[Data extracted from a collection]
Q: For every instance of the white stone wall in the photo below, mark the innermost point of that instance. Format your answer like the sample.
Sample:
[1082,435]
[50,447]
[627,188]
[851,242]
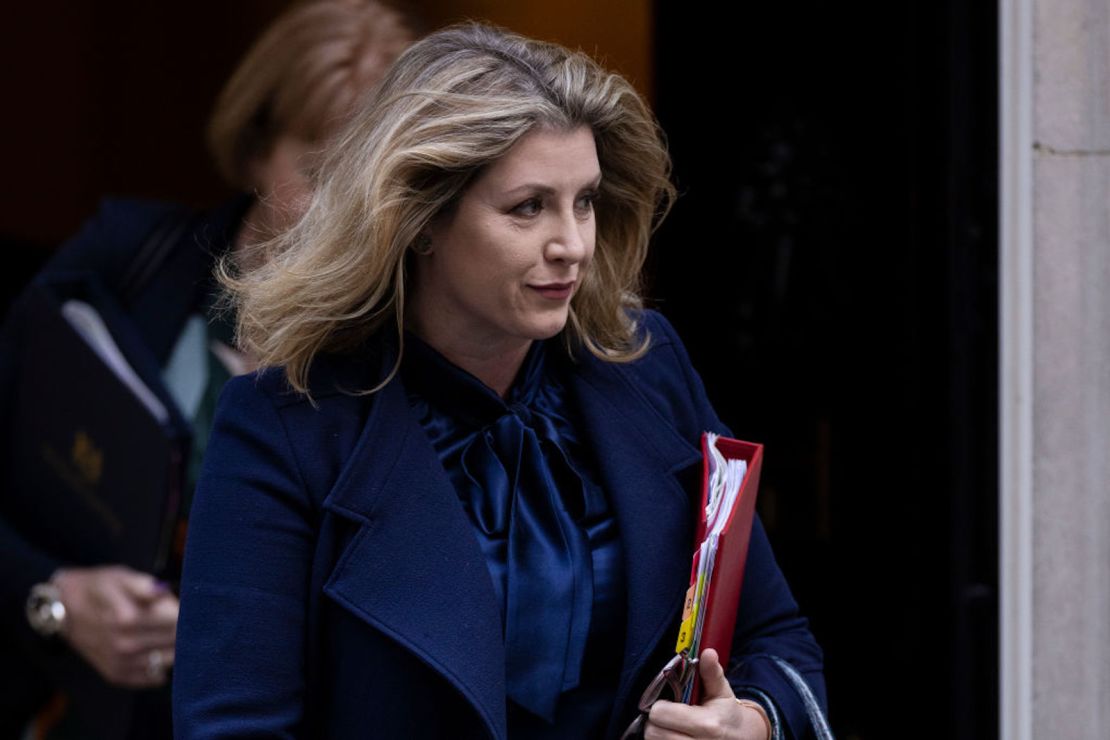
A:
[1065,404]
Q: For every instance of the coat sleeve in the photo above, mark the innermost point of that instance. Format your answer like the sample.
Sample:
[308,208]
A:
[773,648]
[241,632]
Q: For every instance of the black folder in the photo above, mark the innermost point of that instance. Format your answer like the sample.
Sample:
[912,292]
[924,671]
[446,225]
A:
[96,478]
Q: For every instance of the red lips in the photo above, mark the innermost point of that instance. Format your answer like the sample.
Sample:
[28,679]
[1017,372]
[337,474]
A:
[554,291]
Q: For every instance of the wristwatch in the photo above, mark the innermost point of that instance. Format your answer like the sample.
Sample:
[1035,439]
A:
[44,609]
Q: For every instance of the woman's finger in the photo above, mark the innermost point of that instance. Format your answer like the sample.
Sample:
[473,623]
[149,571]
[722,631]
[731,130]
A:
[714,683]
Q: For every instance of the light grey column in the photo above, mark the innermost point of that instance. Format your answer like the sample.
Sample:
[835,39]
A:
[1056,370]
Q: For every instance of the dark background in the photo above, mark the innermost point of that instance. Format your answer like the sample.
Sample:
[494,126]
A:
[830,263]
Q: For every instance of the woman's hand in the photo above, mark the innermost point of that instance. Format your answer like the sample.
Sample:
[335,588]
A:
[718,716]
[120,620]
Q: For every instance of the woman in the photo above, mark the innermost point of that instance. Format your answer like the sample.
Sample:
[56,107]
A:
[295,85]
[457,504]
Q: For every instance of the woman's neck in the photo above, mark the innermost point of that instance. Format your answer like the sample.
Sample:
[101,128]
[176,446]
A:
[495,364]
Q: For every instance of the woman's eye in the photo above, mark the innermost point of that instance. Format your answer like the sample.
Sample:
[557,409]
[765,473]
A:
[528,208]
[585,202]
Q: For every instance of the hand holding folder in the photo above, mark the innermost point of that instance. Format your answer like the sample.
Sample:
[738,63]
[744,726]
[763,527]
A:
[730,480]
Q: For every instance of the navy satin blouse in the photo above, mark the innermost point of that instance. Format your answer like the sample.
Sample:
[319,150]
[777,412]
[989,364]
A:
[528,486]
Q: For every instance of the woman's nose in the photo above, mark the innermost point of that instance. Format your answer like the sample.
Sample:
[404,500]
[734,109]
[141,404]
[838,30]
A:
[572,241]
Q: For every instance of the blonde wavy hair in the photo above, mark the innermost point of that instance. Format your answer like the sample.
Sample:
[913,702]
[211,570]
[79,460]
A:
[303,77]
[452,104]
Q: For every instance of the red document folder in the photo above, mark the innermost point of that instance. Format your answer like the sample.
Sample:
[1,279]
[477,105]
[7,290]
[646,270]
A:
[724,594]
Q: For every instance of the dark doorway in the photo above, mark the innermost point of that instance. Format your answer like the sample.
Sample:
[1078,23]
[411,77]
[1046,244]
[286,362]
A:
[831,264]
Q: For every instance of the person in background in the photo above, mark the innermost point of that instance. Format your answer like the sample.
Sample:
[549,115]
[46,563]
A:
[293,90]
[456,502]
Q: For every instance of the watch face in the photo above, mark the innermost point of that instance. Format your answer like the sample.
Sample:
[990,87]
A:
[44,609]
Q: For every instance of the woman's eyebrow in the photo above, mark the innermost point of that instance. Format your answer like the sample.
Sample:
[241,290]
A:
[548,190]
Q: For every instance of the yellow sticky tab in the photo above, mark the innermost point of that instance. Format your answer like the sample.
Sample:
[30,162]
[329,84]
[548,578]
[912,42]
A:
[685,635]
[688,607]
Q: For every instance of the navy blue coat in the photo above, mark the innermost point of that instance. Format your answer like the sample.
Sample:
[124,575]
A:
[334,588]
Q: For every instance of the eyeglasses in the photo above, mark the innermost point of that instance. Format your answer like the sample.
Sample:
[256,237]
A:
[676,676]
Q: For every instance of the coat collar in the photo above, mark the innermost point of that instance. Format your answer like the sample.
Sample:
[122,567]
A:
[415,571]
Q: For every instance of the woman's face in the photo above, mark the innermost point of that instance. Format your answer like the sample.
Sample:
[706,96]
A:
[505,262]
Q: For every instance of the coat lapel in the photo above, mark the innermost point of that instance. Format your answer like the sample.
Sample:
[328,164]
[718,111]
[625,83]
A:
[642,464]
[414,569]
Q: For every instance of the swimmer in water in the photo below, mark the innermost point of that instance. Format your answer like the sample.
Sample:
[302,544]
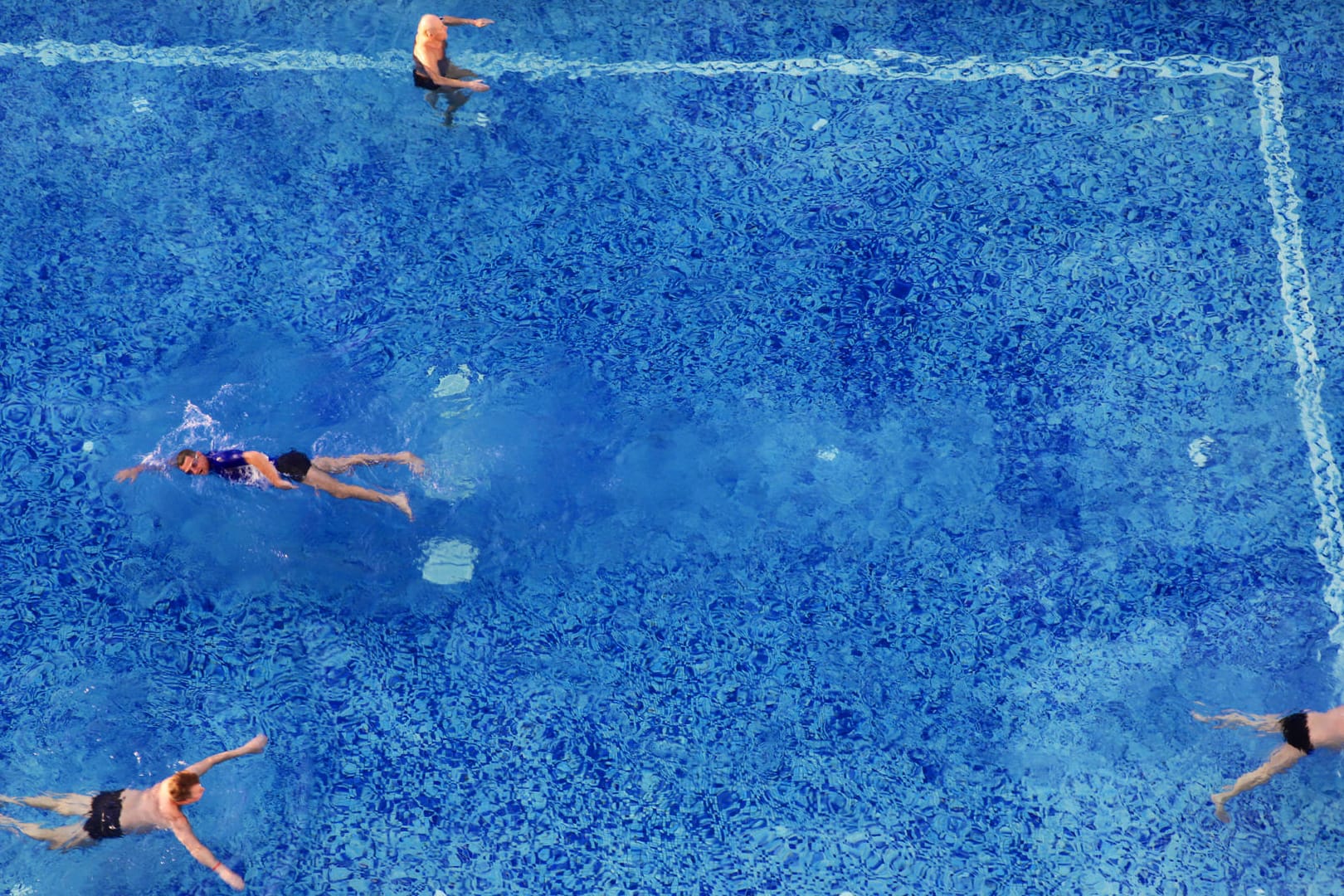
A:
[1303,733]
[286,469]
[114,813]
[436,73]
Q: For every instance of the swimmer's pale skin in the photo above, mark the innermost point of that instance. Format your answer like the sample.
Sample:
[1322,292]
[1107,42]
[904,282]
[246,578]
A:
[1324,728]
[431,46]
[141,811]
[320,476]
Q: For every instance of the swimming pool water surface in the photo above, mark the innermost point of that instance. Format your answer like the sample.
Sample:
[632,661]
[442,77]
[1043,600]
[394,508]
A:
[856,438]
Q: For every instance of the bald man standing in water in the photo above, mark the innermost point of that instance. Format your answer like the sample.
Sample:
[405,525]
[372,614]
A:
[436,73]
[114,813]
[1303,733]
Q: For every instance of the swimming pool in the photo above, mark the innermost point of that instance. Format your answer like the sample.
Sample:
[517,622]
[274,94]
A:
[856,438]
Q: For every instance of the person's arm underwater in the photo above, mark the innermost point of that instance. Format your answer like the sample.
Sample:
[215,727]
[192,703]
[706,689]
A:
[132,472]
[455,21]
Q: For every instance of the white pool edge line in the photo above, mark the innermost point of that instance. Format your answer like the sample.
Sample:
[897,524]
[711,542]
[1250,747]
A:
[894,65]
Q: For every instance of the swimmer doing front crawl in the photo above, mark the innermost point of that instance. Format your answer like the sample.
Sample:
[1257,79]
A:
[296,466]
[1303,733]
[114,813]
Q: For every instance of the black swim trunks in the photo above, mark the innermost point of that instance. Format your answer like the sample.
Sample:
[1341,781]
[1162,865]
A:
[105,816]
[293,465]
[1294,731]
[446,71]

** What you should do **
Write out, word for word, every line from the one containing "Q: For every instance of the white pool" through the last line of the records above.

** Solution to the problem **
Q: For every instance of the white pool edge line in the photo above, mark the innermost point of that instance. Format your answer like the sample.
Sample:
[897,524]
[711,542]
[1250,747]
A:
[894,65]
Q: For every instance of the swimmer doing front crawl in the photo above, mark the innermost point of that instance. Format your answer like the sample.
Sample:
[1257,79]
A:
[296,466]
[1303,733]
[114,813]
Q: For every instance of the black swim trunks in the photo above, mark the innermost point of that instance. Format your answer like the sample.
Sample:
[1341,781]
[1162,865]
A:
[105,816]
[293,465]
[1294,731]
[446,71]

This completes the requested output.